> [Document excerpt]:
# # #

On Mon, Mar 11, 2013 at 5:14 PM, Ted Dunning <[email protected]> wrote:
> [mvn compile|test|package] will do the trick.
>
> Everything is built-in. The code generator is a maven plug-in that runs
> whenever you build math. That is why the build isn't real incremental.
> Not that it matters much since the compile is so fast.
>
Ok, I'll try that. For some reason, it wasn't doing anything (I think?)
before,
as we hardcode dependency on mahout-collections-1.0 in a lot of poms,
I think?
> Getting a good iterator would be awesome. Should be easy to have internal
> state variables with getters to avoid cons'ing up temporary values or to
> avoid boxing. For key/value pairs, the iterator can nominally be over the
> keys but have an extra method to be called after next() which will give the
> value without a real lookup.
>
I was imagining doing very similar to what we have in our vectors: truly
implement Iterable<${KeyTypeCap}${ValueTypeCap}Pair>, by instantiating
exactly *one* ${KeyTypeCap}${ValueTypeCap}Pair per iterator, and having
it serve as a layer of indirection to fetch keys/values directly from the
underlying
primitive arrays (and keeping the simple state of the index offset into the
arrays which is incremented as iteration commences).
>
> On Mon, Mar 11, 2013 at 4:42 PM, Jake Mannix <[email protected]>
> wrote:
>
> > On Mon, Mar 11, 2013 at 4:21 PM, Ted Dunning <[email protected]>
> > wrote:
> >
> > > It is part of math now since we had zero pull for it separate from
> math.

# # #

> [Given material]:
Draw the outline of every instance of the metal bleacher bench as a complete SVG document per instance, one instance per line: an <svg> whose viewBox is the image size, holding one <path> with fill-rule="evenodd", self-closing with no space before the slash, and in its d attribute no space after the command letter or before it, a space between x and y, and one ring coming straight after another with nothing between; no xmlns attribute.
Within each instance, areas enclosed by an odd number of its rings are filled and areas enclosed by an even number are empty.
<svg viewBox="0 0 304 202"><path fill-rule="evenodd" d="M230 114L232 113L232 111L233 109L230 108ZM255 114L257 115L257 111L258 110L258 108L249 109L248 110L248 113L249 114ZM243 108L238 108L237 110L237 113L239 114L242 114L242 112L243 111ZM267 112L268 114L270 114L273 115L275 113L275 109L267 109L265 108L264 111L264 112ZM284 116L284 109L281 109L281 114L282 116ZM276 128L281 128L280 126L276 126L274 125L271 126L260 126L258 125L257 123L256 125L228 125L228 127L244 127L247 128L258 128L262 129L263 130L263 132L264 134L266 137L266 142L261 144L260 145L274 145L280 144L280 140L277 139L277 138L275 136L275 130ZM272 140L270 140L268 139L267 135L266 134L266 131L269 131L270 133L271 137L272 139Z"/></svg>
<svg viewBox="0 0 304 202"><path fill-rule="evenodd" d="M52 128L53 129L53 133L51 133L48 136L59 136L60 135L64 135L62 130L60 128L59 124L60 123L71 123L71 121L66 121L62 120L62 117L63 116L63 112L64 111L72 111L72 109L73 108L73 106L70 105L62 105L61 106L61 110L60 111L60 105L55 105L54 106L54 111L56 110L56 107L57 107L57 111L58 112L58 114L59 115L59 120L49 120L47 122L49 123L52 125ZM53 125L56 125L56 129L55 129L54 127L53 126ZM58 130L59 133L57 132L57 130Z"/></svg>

# # #

> [Work instructions]:
• a. Print the stretch of the Mahout email thread from "On Mon, Mar 11, 2013 at 5:14" through "anything (I think?)", copying it word for word.
• b. Proceed with the Mahout email thread about the collections code generator and iterators, starting right after its last line.

> [Responses]:
• a.
On Mon, Mar 11, 2013 at 5:14 PM, Ted Dunning <[email protected]> wrote:
> [mvn compile|test|package] will do the trick.
>
> Everything is built-in. The code generator is a maven plug-in that runs
> whenever you build math. That is why the build isn't real incremental.
> Not that it matters much since the compile is so fast.
>
Ok, I'll try that. For some reason, it wasn't doing anything (I think?)

• b.
> > >
> >
> > I see the code templates living in math, yes, but how to build it?
> >
> >
> > > What did you need?
> > >
> >
> > Iterators.
> >
> > The way we use OpenIntDoubleHashMap in our primary sparse vector impl is
> to
> > use forEachPair() to fill a secondary structure with the keys and values,
> > and then iterate over this. In addition to being wasteful in the usual
> > case of iterating over all values (both for CPU and memory), it's super
> > wasteful if your iteration terminates early: you've already done the full
> > O(n) walk, but the "second pass" might terminate after a few values: you
> > want to know whether the vector has any values > 1.0. You might find out
> > that the first one does, but instead of being an O(1) operation, it's
> O(n).
> >
> > For raw OpenIntDoubleHashMap, you can use forEachXYZ methods, but
> exposing
> > these in the Vector interface is a bit heavy-handed. What would be
> better
> > would be to just properly implement the iterateAllNonZero() method to
> > properly delegate to an efficient iterater() method on
> > OpenIntDoubleHashMap. It's not hard to write (it's basically what we
> have
> > in RandomAccessSparseVector), it just needs to be implemented in the
> > templates.
> >
> >
> > >
> > > On Mon, Mar 11, 2013 at 1:43 PM, Jake Mannix <[email protected]>
> > > wrote:
> > >
> > > > Question which I ought to know the answer to, but don't: if we want
> to
> > > make
> > > > changes to mahout-collections, what's the build process / maven
> target
> > to
> > > > do this?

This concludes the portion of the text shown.